— ЗАДАНИЯ —
1. Ответь по отрывку о Кантакузине и постановлениях епископов, который приведен ниже:
(а) Кого епископы в своих томосах предали вечному огню?
(б) Как поступили те же епископы, когда Кантакузин завладел скипетром и троном?
(в) С чем сравнивается упразднение новых учений Паламы?
2. Напиши продолжение отрывка о Кантакузине и постановлениях епископов, начав сразу после его последней фразы.

— ФРАГМЕНТ СТРАНИЦЫ —
....................

Далее, если ты раз и навсегда придаешь юридическую силу всем более ранним актам, то смотри, как бы тебе не обратить против себя самого суд твоих же законов и не подпасть вскоре под собственные приговоры. Ибо те же епископы, что утвердили те первые писания Паламы, издали и против всех ромеев письменно оформленные томосы и многообразные постановления, коими предали вечному огню тех, кто бы захотел тебя, Кантакузина, признавать императором и называть христианином. А впоследствии, когда ты, вопреки их желанию, завладел царским скипетром и троном, они велегласно провозгласили тебя императором, не больно-то обращая внимание на те свои проклятия.

Итак, остаются ли и в этом случае, согласно твоему суждению, в силе более ранние постановления епископов и являются ли более достоверными, чем последующие? Я бы так не сказал; но ты сам непредвзято научи [нас], куда тогда делось явно [вынесенное ими] осуждение. Ведь отсюда может следовать одно из двух, если источник справедливости руководит потоками права: либо и в этом случае мы отдаем преимущество первым [постановлениям], согласно твоему суждению о тех, и тогда остается в силе провозглашенная из-за тебя анафема на ромеев, а вместе с тем скоро упраздняется и сила твоего императорского господства вкупе с православием; либо более ранние [постановления] отменяются, как разбойнические и обманные, и тогда подтверждается твоя царская власть вместе с православием, a упраздняются, подобно Халанской башне294, новые учения Паламы, и разделенные части церкви соединяются в единодушии и мире.

....................

[Записи из набора данных]
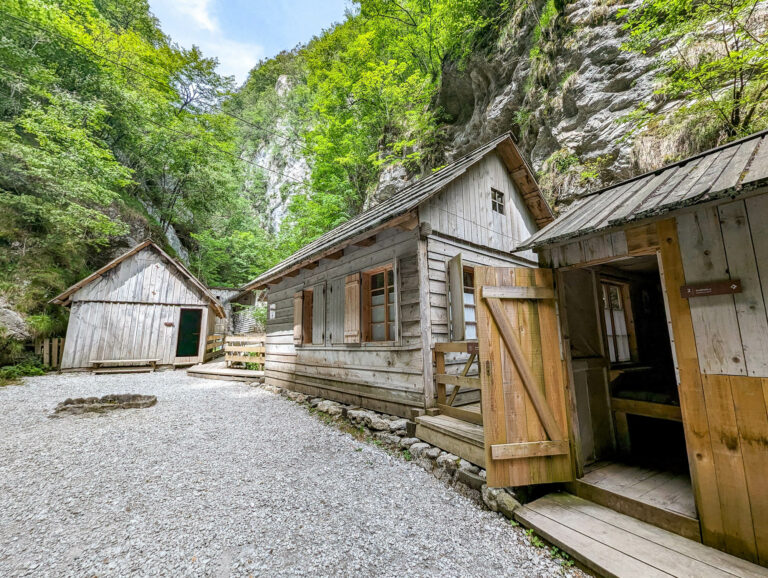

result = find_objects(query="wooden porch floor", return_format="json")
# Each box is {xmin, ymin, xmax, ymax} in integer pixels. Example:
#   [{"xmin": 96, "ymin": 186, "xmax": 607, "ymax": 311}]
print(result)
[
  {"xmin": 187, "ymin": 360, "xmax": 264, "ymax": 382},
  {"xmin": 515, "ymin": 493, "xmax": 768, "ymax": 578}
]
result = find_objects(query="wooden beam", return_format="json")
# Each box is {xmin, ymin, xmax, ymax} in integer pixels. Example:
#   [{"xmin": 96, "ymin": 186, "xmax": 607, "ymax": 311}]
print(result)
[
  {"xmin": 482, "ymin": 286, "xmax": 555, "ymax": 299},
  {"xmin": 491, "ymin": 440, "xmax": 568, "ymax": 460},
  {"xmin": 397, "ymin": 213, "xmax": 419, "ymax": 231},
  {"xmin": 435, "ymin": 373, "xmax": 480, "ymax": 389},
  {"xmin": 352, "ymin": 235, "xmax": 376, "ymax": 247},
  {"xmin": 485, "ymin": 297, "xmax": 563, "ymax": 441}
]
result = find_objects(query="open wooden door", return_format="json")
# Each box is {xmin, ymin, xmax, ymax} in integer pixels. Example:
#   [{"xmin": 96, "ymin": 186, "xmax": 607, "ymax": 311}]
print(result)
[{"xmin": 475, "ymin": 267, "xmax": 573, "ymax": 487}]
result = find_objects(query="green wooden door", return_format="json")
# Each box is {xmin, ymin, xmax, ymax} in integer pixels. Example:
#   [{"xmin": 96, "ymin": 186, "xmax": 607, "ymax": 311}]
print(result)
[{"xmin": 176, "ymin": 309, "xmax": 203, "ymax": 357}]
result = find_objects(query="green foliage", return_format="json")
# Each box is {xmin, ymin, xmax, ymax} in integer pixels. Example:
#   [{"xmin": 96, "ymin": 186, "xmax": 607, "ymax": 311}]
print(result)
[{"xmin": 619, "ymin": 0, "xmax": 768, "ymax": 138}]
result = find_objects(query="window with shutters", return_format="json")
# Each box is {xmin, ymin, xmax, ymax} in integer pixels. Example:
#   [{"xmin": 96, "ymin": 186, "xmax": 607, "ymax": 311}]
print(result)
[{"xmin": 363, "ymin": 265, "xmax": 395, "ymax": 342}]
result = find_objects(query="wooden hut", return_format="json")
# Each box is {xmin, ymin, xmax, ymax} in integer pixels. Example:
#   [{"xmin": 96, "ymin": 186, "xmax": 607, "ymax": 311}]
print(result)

....................

— ОТВЕТЫ —
1.
(а) Тех, кто захотел бы признавать Кантакузина императором и называть христианином.
(б) Они велегласно провозгласили его императором и не особо обратили внимание на свои прежние проклятия.
(в) С Халанской башней.

2.
Если же ты, в силу твоей власти, произвольно присуждаешь победу в одном случае более ранним [постановлениям], а в другом – более поздним, то это тирания и нарушение всех божественных и человеческих правил. И если ты [все еще] считаешь, что страшно впасть в руки Бога Живого295, то самое время для тебя теперь подумать о проистекающих отсюда страхах – сколько их, и каковы они. Ведь у тебя есть дети и многочисленная родня, а прежде всего – [собственные] тело и душа, из коих последней угрожают тамошние мучения, а первому – бесчисленные и разнообразные болезни».

Когда же один из сидевших там льстецов стал подталкивать меня локтем в бок и возражать, что царям следует говорить [только] самые приятные вещи, я вскипел, движимый горячей ревностью, и обвинил его в лести, мелочности его души и тому подобном. Воцарилась тишина, и Палама, не имея, что ответить, потребовал, чтобы ему позволили представить свидетельства от Писания в защиту своих новых учений. А поскольку я отказался и провел параллель с Арием, Савеллием, Несторием и прочими, кто злостно пытался доказать свою ересь цитатами из Писания, то наше собрание было распущено. Когда же мне случилось увидеть широко распространяющуюся в результате этого смуту злославия (κακοδοξίας), а время уходило ...296 не могли доставить себе действенную помощь. Так обстояли дела, а между тем и зима подошла к концу.

6-я глава

Когда солнце только что достигло равноденственного поворота (τροπάς τάς ίσημερινάς) и Овен своими большими рогами широко распахнул двери года навстречу светлости и простору дня297, император отправил послов к трибаллу298, чтобы напомнить ему о клятвах и соглашениях и обличить в отступлении от них. Когда же тот, возымев о себе великое мнение по причине постоянных побед, велел посольству тут же возвращаться ни с чем, император, поднявшись, выступил из Византия – весна тогда уже перевалила за середину, – чтобы собрать против него находящиеся во Фракии силы и призвать [на помощь] из Азии своего друга Умура с персидскими силами. Итак, на седьмой день император прибывает в Дидимотихон.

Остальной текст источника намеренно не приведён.